Document text
+===+
The Data Science Lab

Getting Started with PyTorch 1.5 on Windows

Dr. James McCaffrey of Microsoft Research uses a complete demo program, samples and screenshots to explains how to install the Python language and the PyTorch library on Windows, and how to create and run a minimal, but complete, neural network classifier.

Although it's possible to create a neural network using raw code, in most cases a better approach is to use a neural network code library. One of the most widely used neural code libraries is PyTorch. This article explains how to install the Python language and the PyTorch library on Windows, and how to create and run a minimal, but complete, neural network classifier.

A good way to see where this article is headed is to take a look at the screenshot of a demo program in Figure 1. The demo program uses PyTorch to create a neural network that predicts the species of an iris flower (setosa = 0, versicolor = 1, or virginica = 2) from four predictor values: sepal length, sepal width, petal length, and petal width. A sepal is a leaf-like structure.

The demo creates and trains a neural network model using just six items (the full source dataset has 150 items). The trained model is used to predict the species of a new, previously unseen iris flower with predictor values (5.8, 2.8, 4.5, 1.3). The output of the model is (0.0457 0.6775 0.2769). These values loosely represent the probability of each species. Because the output value at index [1] is the largest, the predicted species is 1 = versicolor.

In order to get the demo program to run on your machine, you must install PyTorch. PyTorch is not a standalone program; it's a Python language library. Therefore, you must install Python before installing PyTorch.

Figure 1: A Minimal Neural Network Using PyTorch
[Click on image for larger view.] Figure 1: A Minimal Neural Network Using PyTorch

This article assumes you have intermediate or better programming skill with a C-family language but doesn't assume you know anything about Python, PyTorch, or neural networks. The complete demo code is presented in this article. The source code is also available in the download that accompanies this article. All normal error checking has been removed to keep the main ideas as clear as possible.

Installing Python and PyTorch
Installing PyTorch involves two steps. First you install Python and several required auxiliary packages such as NumPy and SciPy, then you install PyTorch as an add-on package. Although it's possible to install Python and the packages required to run PyTorch separately, it's much better to install a Python distribution. I strongly recommend using the Anaconda distribution of Python which has all the packages you need to run PyTorch, plus many other useful packages. In this article I address installation on a Windows 10 machine. Installation on Mac and Linux systems is similar.

Coordinating compatible versions of Python, required auxiliary packages, and PyTorch is a significant challenge. At the time I'm writing this article, I'm using Ananconda3 2020.02 which contains Python 3.7. This distribution supports PyTorch 1.5. All of these systems are all quite stable but because PyTorch is relatively new and under continuous development, by the time you read this article there could be newer versions available.
+===+
Entries shown
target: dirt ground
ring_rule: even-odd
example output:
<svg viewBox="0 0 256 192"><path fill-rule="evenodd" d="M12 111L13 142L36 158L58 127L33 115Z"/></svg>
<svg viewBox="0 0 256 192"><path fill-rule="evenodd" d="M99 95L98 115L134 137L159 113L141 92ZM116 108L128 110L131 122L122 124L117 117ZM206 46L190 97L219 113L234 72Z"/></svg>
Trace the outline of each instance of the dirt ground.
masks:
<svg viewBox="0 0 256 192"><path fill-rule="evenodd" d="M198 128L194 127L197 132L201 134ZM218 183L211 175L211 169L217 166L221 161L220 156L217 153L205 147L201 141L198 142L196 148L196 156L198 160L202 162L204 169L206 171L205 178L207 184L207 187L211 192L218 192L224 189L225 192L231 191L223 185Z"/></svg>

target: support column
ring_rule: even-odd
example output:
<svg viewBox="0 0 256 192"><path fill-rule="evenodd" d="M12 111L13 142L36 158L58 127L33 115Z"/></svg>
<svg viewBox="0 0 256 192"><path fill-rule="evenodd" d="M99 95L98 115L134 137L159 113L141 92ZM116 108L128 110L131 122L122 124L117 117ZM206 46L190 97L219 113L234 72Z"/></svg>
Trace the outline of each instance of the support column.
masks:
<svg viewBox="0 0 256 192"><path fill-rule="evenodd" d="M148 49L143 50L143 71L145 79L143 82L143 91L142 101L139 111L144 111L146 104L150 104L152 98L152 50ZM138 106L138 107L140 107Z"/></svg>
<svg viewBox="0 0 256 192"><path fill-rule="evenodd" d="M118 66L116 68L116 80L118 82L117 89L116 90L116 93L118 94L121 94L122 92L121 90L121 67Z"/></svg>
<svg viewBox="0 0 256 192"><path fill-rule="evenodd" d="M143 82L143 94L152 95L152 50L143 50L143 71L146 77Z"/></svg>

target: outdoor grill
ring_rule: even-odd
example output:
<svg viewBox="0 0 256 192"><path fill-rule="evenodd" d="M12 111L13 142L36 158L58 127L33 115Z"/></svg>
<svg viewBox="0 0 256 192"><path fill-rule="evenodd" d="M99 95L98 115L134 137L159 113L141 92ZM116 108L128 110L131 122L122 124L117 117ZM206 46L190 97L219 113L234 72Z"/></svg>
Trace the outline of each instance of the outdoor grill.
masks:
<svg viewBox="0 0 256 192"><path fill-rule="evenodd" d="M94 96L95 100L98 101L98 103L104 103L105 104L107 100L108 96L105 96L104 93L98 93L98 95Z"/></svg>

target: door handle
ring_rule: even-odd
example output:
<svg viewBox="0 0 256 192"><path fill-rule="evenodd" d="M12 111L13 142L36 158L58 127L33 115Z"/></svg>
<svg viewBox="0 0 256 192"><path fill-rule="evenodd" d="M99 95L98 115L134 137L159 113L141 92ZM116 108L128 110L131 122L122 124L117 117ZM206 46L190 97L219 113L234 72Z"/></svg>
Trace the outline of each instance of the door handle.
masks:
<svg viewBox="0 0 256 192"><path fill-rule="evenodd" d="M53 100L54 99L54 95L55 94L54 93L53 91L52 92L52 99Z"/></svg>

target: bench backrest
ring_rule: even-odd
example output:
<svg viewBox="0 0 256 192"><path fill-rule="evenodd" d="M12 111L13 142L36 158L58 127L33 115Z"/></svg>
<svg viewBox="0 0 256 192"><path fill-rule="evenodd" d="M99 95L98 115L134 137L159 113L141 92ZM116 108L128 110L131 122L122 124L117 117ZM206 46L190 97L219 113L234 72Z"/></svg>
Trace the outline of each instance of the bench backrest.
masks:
+===+
Given task 1
Translate this sentence from the PyTorch article into Spanish: "PyTorch is not a standalone program; it's a Python language library."
Given task 2
Pick up the PyTorch installation article after its last sentence and keep writing.

Written answer 1
PyTorch no es un programa independiente; es una biblioteca del lenguaje Python.

Written answer 2
To install Anaconda Python and PyTorch you must be connected to the internet and you should be logged in as a user that has administrator privileges. Before starting, I recommend you uninstall any existing Python systems you have on your machine, using the Windows Control Panel, Programs and Features. Many programs install Python and so there could be several different versions of Python on your machine. I also suggest creating a C:\PyTorch root directory to hold installation files and project (code and data) files.

To install the Anaconda distribution, do an internet search for "anaconda archive". I found the archive at https://repo.anaconda.com/archive but the URL could be different when you read this. Look for a file named Anaconda3-2002.02-Windows-x86_64.exe but be careful because it's very easy to select the wrong file. See Figure 2.

Figure 2: The Anaconda Installer File
[Click on image for larger view.] Figure 2: The Anaconda Installer File

You can double-click on the self-extracting file to run the installer over the internet, or you can right-click on the link, download the .exe file to your local machine, and then execute the installer locally.

The Anaconda installer is very user-friendly. You'll be presented with a set of nine installation wizard screens. You can accept all defaults and just click the Next button on each screen, with one important exception. When you reach the screen that asks you if you want to add Python to your system PATH environment variable, the default is unchecked/no. I recommend checking/yes that option so you don't have to manually edit your system PATH environment variable.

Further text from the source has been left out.